### Written request
What comes next in the forum thread below about a recursive Python integer partition calculator? Write the next part, starting after its final sentence.

### Text excerpt
Unknown issue with recursive integer partition calculator in Python

Question

I'm having some trouble with my recursive program to calculate the number of integer partitions of an integer.

Here's what I have written:

def p(k, n):
    if k > n:
        return 0
    if k == 1:
        return 1
    else:
        return (p(k+1, n) + p(k, n-k))

def partitions(n):
    ans = 1
    for k in range(1, n/2):
        ans += p(k, n-k)
    return ans

This algorithm is implemented from Wikipedia's article Partition (number theory). Here's what my program outputs for the first few integers:

partitions(0) = 1
partitions(1) = 1
partitions(2) = 1
partitions(3) = 1
partitions(4) = 2
partitions(5) = 2
partitions(6) = 2
partitions(7) = 2

I'm not sure why my program doesn't operate properly, since I thought I correctly implemented both recursion and the algorithm from Wikipedia. Could somebody help me understand what it's doing?

(Location annotation dataset excerpts)
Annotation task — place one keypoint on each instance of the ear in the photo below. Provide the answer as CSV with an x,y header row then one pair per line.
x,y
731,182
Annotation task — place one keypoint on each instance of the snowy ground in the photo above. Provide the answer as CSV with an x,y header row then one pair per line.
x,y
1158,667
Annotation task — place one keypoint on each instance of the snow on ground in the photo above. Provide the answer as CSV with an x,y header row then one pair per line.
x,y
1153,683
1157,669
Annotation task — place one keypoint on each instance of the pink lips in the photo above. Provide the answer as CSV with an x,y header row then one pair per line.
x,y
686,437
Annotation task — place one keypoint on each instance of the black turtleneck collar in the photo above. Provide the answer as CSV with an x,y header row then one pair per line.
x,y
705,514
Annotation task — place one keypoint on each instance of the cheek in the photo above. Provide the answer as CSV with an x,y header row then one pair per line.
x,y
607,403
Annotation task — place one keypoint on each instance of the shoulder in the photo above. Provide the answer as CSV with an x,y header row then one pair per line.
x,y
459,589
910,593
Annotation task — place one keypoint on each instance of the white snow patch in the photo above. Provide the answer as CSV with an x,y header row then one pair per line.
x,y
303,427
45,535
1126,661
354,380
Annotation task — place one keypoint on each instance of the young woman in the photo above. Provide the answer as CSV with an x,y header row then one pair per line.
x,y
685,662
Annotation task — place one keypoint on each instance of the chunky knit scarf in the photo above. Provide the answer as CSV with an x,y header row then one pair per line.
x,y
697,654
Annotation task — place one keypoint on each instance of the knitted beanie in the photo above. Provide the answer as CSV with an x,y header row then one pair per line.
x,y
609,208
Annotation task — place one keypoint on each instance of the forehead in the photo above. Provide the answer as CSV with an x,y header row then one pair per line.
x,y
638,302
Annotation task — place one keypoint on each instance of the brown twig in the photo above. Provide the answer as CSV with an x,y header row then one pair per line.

### Task output
Answer 1

You have one of the base cases wrong:

if k == 1:
    return 1

should be

if k == n:
    return 1

Additionally:

for k in range(1, n / 2):

should be

for k in range(1, n / 2 + 1):

This is because the sum in the formula is inclusive of the upper bound, but in Python, the range does not include the upper bound. Then:

print [partitions(i) for i in range(1, 8)]

gives

[1, 2, 3, 5, 7, 11, 15]

matching the values given in the Wikipedia article.

Answer 2

I see two problems:

This:

if k == 1:

should be if k == n:, and this loop:

for k in range(1, n/2):

should be range(1, n/2+1) -- or better, range(1, n//2+1) to be explicit about the fact we want integer division -- because range in Python doesn't include the upper bound. After fixing those, I get:

>>> [partitions(i) for i in range(1,10)]
[1, 2, 3, 5, 7, 11, 15, 22, 30]

(which, you'll notice, only has 9 values. :^)